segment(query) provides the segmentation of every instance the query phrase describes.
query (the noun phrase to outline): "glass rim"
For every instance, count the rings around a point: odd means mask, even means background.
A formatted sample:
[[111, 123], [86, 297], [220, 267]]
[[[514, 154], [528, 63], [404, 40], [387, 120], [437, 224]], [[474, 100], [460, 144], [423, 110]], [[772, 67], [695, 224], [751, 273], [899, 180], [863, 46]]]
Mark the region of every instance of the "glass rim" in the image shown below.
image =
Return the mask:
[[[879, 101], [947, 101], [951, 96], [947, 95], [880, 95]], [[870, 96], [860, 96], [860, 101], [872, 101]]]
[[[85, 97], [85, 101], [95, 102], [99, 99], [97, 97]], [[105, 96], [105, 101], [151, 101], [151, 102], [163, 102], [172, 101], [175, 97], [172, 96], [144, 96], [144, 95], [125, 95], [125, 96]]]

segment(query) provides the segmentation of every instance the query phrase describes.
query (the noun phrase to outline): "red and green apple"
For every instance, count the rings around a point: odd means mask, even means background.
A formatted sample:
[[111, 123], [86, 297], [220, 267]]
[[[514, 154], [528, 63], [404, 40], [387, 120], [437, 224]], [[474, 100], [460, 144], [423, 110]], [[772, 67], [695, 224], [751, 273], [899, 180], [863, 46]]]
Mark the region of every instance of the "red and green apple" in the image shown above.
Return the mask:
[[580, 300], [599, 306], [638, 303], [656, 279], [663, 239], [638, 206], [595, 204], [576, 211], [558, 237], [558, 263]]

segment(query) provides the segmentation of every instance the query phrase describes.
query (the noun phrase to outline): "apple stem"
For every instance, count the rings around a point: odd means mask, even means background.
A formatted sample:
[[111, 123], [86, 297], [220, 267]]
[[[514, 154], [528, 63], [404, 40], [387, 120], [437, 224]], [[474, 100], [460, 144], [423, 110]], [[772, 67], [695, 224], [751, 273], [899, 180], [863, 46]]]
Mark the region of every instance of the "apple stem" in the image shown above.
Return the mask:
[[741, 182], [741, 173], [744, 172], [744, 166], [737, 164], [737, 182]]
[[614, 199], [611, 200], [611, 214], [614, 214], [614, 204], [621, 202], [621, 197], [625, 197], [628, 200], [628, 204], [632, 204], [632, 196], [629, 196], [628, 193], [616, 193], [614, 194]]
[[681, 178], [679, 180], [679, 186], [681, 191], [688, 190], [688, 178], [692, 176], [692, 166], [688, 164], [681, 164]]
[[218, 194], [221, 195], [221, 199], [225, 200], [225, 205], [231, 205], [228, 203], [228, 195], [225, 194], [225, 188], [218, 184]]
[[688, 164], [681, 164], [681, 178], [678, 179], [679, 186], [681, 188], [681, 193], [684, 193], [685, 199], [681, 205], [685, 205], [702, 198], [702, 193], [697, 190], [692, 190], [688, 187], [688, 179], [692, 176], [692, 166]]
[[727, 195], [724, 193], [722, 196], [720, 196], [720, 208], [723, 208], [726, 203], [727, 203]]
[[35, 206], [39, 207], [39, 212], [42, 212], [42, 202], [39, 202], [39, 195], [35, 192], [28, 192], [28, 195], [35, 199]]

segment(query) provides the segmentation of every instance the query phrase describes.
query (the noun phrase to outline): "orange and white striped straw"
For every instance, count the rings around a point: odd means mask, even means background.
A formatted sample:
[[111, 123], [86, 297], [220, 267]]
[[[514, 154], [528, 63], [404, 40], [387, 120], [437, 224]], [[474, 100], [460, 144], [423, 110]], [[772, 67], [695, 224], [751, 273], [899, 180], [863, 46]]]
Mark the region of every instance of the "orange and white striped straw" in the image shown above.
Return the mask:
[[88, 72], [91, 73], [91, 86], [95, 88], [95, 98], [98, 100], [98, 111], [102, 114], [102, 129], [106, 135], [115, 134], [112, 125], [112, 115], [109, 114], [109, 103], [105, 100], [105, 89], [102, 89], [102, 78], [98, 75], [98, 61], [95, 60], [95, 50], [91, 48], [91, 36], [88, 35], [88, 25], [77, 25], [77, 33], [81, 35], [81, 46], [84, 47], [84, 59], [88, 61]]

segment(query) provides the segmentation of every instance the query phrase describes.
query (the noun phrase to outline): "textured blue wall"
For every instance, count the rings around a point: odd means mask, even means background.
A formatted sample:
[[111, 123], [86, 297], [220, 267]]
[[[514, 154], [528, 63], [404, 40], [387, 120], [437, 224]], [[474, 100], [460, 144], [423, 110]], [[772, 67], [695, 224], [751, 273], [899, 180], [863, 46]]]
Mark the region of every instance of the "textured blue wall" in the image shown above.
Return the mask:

────────────────────────────────────────

◆ Exercise brief
Repeat each entry exactly, so that nothing in the listing is lost.

◆ Response to this task
segment(query) provides the segmentation of every instance the query phrase describes.
query (the noun phrase to outline): "glass rim"
For every instance, count the rings around a point: odd means mask, even means background.
A formatted sample:
[[111, 123], [86, 297], [220, 267]]
[[[514, 154], [528, 63], [404, 40], [387, 120], [437, 224]], [[474, 100], [460, 144], [423, 110]], [[772, 67], [695, 224], [751, 273], [899, 180], [863, 46]]]
Mark the region of every instance of the "glass rim" in the image shown below.
image =
Return the mask:
[[[879, 101], [947, 101], [951, 96], [947, 95], [880, 95]], [[870, 96], [860, 96], [860, 101], [872, 101]]]
[[[85, 97], [85, 101], [95, 102], [99, 99], [97, 97]], [[105, 96], [105, 101], [151, 101], [151, 102], [163, 102], [172, 101], [175, 97], [172, 96], [144, 96], [144, 95], [125, 95], [125, 96]]]

segment(query) provides the segmentation of every instance the query phrase describes.
query (the noun phrase to outline): "red and green apple"
For every instance, count the rings around a point: odd means mask, even means background.
A formatted sample:
[[111, 123], [86, 297], [220, 267]]
[[[514, 154], [528, 63], [404, 40], [387, 120], [437, 224]], [[474, 100], [460, 144], [423, 110]], [[772, 67], [695, 224], [751, 273], [899, 180], [863, 46]]]
Mark the region of every instance of the "red and green apple" in the image shown above.
Return the mask:
[[580, 300], [599, 306], [638, 303], [656, 279], [663, 239], [638, 206], [595, 204], [576, 211], [558, 237], [558, 263]]

segment(query) provides the segmentation of every instance the query phrase describes.
query (the noun phrase to outline): "apple stem"
For every instance, count the rings around a point: odd means mask, even means background.
A formatted sample:
[[111, 123], [86, 297], [220, 267]]
[[[514, 154], [528, 63], [404, 40], [387, 120], [437, 224]], [[474, 100], [460, 144], [423, 110]], [[772, 67], [695, 224], [751, 273], [899, 180], [863, 46]]]
Mark the region of every instance of the "apple stem" in the image shown above.
Return the mask:
[[741, 182], [741, 173], [744, 172], [744, 166], [737, 164], [737, 182]]
[[614, 199], [611, 200], [611, 214], [614, 214], [614, 204], [621, 202], [621, 197], [625, 197], [628, 200], [628, 204], [632, 204], [632, 196], [629, 196], [628, 193], [616, 193], [614, 194]]
[[681, 178], [679, 180], [679, 186], [681, 191], [688, 190], [688, 178], [692, 176], [692, 166], [688, 164], [681, 164]]
[[218, 194], [221, 195], [221, 199], [225, 200], [225, 205], [231, 205], [228, 203], [228, 195], [225, 194], [225, 188], [218, 184]]
[[688, 164], [681, 164], [681, 178], [678, 179], [679, 186], [681, 188], [681, 193], [684, 193], [685, 199], [681, 205], [685, 205], [702, 198], [702, 193], [697, 190], [692, 190], [688, 187], [688, 179], [692, 176], [692, 166]]
[[727, 195], [724, 193], [722, 196], [720, 196], [720, 208], [723, 208], [726, 203], [727, 203]]
[[35, 206], [39, 207], [39, 212], [42, 212], [42, 202], [39, 202], [39, 195], [35, 192], [28, 192], [28, 195], [35, 199]]

segment(query) provides the segmentation of every instance the query phrase describes.
query (the noun phrase to outline): "orange and white striped straw"
For every instance, count the rings around a point: odd means mask, even means background.
A formatted sample:
[[111, 123], [86, 297], [220, 267]]
[[[514, 154], [528, 63], [404, 40], [387, 120], [437, 224]], [[474, 100], [460, 144], [423, 110]], [[772, 67], [695, 224], [751, 273], [899, 180], [863, 46]]]
Mark the region of every instance of the "orange and white striped straw" in the image shown above.
Return the mask:
[[88, 72], [91, 73], [91, 86], [95, 88], [95, 98], [98, 100], [98, 111], [102, 114], [102, 129], [106, 135], [115, 134], [112, 125], [112, 115], [109, 114], [109, 103], [105, 100], [105, 89], [102, 89], [102, 78], [98, 75], [98, 61], [95, 60], [95, 50], [91, 48], [91, 36], [88, 35], [88, 25], [77, 25], [77, 33], [81, 35], [81, 46], [84, 47], [84, 59], [88, 61]]

segment(query) provides the segmentation of every instance the query phrase describes.
query (the noun phrase to outline): "textured blue wall"
For every instance, count the rings around a point: odd means mask, even means background.
A formatted sample:
[[111, 123], [86, 297], [220, 267]]
[[[514, 154], [528, 63], [404, 40], [387, 120], [437, 224]], [[474, 100], [460, 144], [423, 110]], [[772, 67], [695, 224], [751, 273], [899, 180], [863, 46]]]
Mark the region of every instance of the "textured blue wall" in the image shown above.
Return the mask:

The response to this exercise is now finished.